- **Data lines**
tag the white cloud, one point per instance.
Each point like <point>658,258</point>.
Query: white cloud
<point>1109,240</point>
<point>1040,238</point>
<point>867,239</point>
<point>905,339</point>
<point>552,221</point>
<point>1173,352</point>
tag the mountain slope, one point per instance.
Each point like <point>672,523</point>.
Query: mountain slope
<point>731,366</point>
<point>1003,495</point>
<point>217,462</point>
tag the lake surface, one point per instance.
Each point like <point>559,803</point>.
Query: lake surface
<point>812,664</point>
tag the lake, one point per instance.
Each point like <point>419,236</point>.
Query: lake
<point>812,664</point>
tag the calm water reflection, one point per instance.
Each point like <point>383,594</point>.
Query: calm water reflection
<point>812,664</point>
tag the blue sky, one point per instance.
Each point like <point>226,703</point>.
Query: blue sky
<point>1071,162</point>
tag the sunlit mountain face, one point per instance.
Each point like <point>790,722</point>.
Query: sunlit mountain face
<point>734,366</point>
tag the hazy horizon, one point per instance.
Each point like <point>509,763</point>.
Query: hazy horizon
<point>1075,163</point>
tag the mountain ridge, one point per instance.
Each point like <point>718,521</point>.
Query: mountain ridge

- **What you have to do**
Give again only the part of the entries that opens with the line containing "tag the hazy horizon, one point per instance." and runs through the end of the entries, changing "mountain ridge" to "rocky ridge" and leaving everything else as it is.

- **Answer**
tag the hazy horizon, one point per instance.
Each point like <point>509,763</point>.
Query: hazy horizon
<point>1075,163</point>
tag the rocky ridge, one point per instance.
Each point like <point>718,521</point>.
Query: rocky ridge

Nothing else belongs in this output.